**ИСХОДНЫЙ ОТРЫВОК**.
· · ·

Дома обстановка мне не нравилась. Родители жили очень недружно. Все их «разборки» я воспринимала очень остро. К тому же мне нужна уже была самостоятельность. Я должна была уехать из дома.  Ещё докучали пересуды за спиной о том, что «звезда шестой школы» провалилась на экзаменах. Получается, что её тут ни за что превозносили, портреты вешали на доску почёта неправильно и т. д. и т. п.

Мама была на моей стороне. Она понимала, что дома я не смогу осуществить задуманное. Отец же был против всех моих поездок. Тем более в Москву. У нас не было не то что родственников там, а даже знакомого человечка, у которого можно было бы, если что, заночевать. Отец был строг и грозился взяться за ремень, если я поеду. Но я пошла и купила билет на поезд. Кажется, был уже сентябрь.  Чтобы оправдать свои действия, я ему сказала, что вызова из университета не пришло, значит, надо ехать за документами. Моя логика была железной. Отцу было нечего сказать. И он со мной согласился.

Из дневника.

«7 сентября. И, тем не менее, я еду в Москву. Сомнения раздирают меня. Но… утро вечера мудренее».

В тот день, когда мне надо ехать, почтой пришли документы из университета. Папа об этом не узнал. Мы с мамой ему не сказали. Теперь я понимаю, что это был знак, посланный мне свыше. Но если бы я тогда замечала эти знаки, если бы следовала им. Так ничего и не поняв, я храбро отправилась брать вторым приступом столицу. Теперь, когда у меня самой двое детей, я часто размышляла о маминой смелости. Как это она могла меня так легко отпустить в никуда? И всегда объяснения у меня только одни. Она не представляла попросту, что такое Москва и свято верила в меня, в то, что я не наделаю глупостей. Мать своё дитя хорошо чувствует и знает.

· · ·

**СТРОКИ ДАННЫХ**.
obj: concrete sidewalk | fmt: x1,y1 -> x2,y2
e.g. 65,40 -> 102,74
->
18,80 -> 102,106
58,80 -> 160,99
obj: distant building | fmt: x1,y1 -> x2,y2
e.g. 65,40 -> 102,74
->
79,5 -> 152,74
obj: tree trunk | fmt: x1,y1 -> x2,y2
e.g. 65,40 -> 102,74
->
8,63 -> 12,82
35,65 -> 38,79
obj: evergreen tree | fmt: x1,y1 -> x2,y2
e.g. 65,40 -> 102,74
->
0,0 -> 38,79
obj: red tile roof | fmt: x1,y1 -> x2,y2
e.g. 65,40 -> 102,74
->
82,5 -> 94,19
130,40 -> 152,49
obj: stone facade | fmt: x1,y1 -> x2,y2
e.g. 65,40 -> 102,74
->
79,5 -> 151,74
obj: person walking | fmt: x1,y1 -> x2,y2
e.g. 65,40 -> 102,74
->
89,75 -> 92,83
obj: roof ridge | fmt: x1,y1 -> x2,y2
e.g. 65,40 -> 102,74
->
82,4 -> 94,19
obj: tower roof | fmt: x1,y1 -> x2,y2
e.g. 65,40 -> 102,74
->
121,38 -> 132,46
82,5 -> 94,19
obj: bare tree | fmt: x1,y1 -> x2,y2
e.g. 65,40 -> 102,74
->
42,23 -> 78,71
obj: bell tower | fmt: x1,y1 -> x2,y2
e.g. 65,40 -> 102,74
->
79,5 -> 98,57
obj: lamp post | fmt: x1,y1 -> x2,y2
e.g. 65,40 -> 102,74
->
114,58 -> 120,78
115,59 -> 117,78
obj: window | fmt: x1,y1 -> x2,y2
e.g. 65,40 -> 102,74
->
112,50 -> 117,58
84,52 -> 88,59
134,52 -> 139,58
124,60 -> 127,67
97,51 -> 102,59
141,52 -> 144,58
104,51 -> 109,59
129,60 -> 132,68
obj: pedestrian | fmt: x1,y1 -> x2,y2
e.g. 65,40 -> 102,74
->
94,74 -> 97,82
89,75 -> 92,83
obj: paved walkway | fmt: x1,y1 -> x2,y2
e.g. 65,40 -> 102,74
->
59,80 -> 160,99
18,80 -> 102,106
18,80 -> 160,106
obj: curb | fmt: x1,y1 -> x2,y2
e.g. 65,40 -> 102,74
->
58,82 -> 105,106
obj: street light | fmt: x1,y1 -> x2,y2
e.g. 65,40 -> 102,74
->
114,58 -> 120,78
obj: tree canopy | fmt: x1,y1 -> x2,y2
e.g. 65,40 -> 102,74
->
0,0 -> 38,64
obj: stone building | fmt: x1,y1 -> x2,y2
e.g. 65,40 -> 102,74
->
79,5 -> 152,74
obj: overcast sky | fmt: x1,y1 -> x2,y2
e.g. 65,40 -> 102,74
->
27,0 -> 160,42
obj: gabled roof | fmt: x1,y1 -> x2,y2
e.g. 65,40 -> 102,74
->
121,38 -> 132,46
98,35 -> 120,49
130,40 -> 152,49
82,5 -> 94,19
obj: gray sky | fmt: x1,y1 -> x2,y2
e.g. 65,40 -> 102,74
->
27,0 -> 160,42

· · ·

**УСЛОВИЯ ЗАДАНИЙ**.
1 - Воспроизведите из исходного отрывка фрагмент от слов «Из дневника.» до слов «чувствует и знает.» включительно.
2 - Соответствуют ли исходному отрывку следующие утверждения: (a) отец одобрял поездки в Москву; (b) билет на поезд был куплен, несмотря на угрозы отца; (c) об университетских документах, пришедших почтой, отцу сообщили? На каждое утверждение ответьте «да» или «нет», дословно приведя решающие слова отрывка.
3 - Согласно исходному отрывку, что пришло почтой в тот день, когда нужно было ехать?

**ОТВЕТЫ ПО ПОРЯДКУ**.
1 -
Из дневника.

«7 сентября. И, тем не менее, я еду в Москву. Сомнения раздирают меня. Но… утро вечера мудренее».

В тот день, когда мне надо ехать, почтой пришли документы из университета. Папа об этом не узнал. Мы с мамой ему не сказали. Теперь я понимаю, что это был знак, посланный мне свыше. Но если бы я тогда замечала эти знаки, если бы следовала им. Так ничего и не поняв, я храбро отправилась брать вторым приступом столицу. Теперь, когда у меня самой двое детей, я часто размышляла о маминой смелости. Как это она могла меня так легко отпустить в никуда? И всегда объяснения у меня только одни. Она не представляла попросту, что такое Москва и свято верила в меня, в то, что я не наделаю глупостей. Мать своё дитя хорошо чувствует и знает.

2 -
(a) Нет: «Отец же был против всех моих поездок».
(b) Да: «Но я пошла и купила билет на поезд».
(c) Нет: «Папа об этом не узнал. Мы с мамой ему не сказали».

3 - Документы из университета.